*What is asked:*
Output the lines below exactly as they are, but only the part that opens with the line containing "the blue jacket;" and runs through the end of the lines, with both ends included.

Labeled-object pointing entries
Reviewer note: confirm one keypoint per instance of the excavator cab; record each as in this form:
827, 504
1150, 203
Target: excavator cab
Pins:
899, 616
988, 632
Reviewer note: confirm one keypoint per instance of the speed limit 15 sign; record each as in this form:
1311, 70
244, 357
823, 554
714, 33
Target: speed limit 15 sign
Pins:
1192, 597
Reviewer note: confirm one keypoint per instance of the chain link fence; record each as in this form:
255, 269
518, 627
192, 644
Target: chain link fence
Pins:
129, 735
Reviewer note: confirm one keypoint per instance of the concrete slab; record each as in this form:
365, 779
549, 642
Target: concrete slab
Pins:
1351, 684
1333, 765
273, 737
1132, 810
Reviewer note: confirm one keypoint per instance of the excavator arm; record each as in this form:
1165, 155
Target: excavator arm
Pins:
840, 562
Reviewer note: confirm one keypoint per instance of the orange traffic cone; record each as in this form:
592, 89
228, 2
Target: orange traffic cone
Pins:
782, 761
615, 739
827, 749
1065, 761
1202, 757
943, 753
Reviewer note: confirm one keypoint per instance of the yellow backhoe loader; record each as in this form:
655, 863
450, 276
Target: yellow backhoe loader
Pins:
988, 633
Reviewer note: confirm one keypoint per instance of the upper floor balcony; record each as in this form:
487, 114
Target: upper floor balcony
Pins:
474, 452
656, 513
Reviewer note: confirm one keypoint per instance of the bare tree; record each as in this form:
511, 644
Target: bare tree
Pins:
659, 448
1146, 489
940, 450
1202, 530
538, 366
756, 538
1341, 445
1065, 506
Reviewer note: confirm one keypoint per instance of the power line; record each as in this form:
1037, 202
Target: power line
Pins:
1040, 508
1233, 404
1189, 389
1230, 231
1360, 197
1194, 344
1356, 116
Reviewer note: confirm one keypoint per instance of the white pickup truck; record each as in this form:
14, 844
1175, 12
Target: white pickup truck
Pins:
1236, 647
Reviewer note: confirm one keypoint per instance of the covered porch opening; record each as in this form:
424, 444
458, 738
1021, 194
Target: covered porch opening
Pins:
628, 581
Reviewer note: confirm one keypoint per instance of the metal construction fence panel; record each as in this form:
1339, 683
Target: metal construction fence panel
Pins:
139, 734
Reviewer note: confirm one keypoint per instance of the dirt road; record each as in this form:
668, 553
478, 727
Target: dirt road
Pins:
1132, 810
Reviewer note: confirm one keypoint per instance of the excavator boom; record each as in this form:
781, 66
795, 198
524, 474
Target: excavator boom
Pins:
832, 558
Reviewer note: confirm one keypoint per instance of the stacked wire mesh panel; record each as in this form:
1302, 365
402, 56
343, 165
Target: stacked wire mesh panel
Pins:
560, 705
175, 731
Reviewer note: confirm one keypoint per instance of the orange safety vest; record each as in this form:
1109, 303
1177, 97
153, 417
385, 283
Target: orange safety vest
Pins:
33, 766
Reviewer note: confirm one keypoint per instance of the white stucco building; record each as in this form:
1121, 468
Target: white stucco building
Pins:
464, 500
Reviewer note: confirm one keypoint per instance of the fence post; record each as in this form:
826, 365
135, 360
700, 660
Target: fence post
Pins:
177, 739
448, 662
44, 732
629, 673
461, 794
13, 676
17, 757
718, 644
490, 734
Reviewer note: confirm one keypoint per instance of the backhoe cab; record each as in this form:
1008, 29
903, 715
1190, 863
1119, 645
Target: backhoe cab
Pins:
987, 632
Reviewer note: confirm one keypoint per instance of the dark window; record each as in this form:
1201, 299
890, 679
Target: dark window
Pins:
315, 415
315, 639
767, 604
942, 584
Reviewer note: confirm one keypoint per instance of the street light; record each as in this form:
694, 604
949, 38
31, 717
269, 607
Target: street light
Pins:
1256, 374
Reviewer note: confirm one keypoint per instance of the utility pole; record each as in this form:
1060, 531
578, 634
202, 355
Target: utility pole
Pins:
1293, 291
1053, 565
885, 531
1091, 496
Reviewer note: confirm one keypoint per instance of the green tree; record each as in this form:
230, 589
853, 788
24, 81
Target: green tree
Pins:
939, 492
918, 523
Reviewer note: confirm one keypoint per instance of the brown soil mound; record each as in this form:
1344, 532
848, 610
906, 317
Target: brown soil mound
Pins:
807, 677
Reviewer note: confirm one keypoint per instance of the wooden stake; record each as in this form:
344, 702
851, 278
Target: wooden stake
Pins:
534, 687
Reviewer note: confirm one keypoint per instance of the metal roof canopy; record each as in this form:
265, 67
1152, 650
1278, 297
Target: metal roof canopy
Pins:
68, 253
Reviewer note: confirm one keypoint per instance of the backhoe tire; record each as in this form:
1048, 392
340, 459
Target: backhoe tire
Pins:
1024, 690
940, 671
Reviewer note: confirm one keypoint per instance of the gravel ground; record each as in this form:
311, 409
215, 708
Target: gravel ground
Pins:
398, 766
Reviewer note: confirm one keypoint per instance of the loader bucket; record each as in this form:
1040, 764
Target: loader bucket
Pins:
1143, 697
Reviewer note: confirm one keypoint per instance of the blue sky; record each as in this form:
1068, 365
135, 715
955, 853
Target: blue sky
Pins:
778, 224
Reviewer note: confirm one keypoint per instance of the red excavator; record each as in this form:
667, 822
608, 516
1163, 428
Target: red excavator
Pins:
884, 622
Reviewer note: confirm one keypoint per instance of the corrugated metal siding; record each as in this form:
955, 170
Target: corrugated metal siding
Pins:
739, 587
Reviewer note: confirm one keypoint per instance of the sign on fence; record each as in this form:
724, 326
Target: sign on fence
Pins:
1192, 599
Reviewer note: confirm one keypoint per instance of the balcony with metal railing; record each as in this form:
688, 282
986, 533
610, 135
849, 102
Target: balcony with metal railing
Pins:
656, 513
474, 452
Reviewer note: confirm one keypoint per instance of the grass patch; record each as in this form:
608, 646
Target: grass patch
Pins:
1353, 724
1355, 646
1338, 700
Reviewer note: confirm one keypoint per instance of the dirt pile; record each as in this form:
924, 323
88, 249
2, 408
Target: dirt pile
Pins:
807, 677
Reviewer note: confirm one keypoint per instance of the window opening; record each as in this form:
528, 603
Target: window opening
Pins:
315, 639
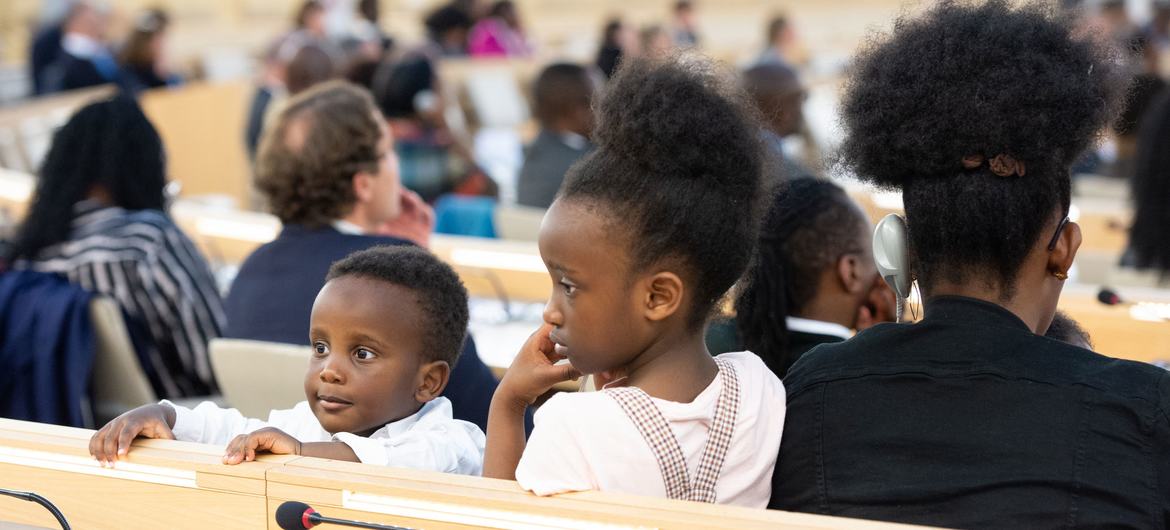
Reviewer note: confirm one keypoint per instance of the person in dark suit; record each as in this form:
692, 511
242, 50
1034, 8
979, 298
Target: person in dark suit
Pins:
329, 172
813, 282
84, 59
971, 418
776, 89
564, 96
43, 52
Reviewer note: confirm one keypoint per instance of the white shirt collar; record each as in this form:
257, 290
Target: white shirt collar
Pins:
573, 140
348, 227
807, 325
81, 46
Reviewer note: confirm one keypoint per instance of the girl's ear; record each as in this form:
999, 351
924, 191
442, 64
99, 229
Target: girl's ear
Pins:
1062, 255
663, 295
432, 379
848, 274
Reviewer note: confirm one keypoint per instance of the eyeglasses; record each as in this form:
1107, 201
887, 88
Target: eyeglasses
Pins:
1055, 236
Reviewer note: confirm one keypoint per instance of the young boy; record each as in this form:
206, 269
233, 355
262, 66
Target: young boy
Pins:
385, 330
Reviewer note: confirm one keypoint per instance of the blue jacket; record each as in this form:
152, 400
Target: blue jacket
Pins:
47, 348
273, 295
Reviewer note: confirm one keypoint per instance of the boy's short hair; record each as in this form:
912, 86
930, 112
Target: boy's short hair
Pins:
561, 89
442, 296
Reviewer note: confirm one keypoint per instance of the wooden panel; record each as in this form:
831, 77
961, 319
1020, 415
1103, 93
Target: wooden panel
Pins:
1115, 332
163, 483
202, 128
436, 501
183, 486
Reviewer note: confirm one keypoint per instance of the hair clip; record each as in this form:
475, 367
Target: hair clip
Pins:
1003, 165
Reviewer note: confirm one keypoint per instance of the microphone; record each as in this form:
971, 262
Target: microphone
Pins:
45, 502
293, 515
1108, 297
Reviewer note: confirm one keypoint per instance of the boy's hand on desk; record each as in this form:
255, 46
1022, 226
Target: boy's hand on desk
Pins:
243, 448
112, 441
535, 370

*Response to the exercise:*
Reviewer note: confirm one keypoint per instance of the blue jacket; record each as in this form:
152, 400
Target: blue jacket
Pins:
47, 348
273, 295
Reviewer note: confirm one keypoint per instance of the boy's short hair; record each as in this form:
912, 86
930, 112
Target: boy's short hair
Pins:
561, 89
442, 296
Reviewer note: confirm one keypoint per instance of the wooden panel; record each as in this form:
831, 77
961, 319
1020, 415
1103, 93
Target: wooden panel
Pins:
1115, 332
163, 483
202, 128
436, 501
183, 486
Reviewer note: confirm one keypoint per instance of the hair clip; record each as in this form:
475, 367
Target: hair clip
Pins:
1003, 165
Reviewer note: confirm one keypoint per instance of the microphone; record each as in this form:
971, 262
Target: microphone
Pins:
45, 502
293, 515
1108, 297
Reviewer note: confirm one keypoint per instance of the boy's hand on desk; record each as in this form:
255, 46
1022, 226
Target: boy's hand on desk
Pins:
243, 448
112, 441
535, 370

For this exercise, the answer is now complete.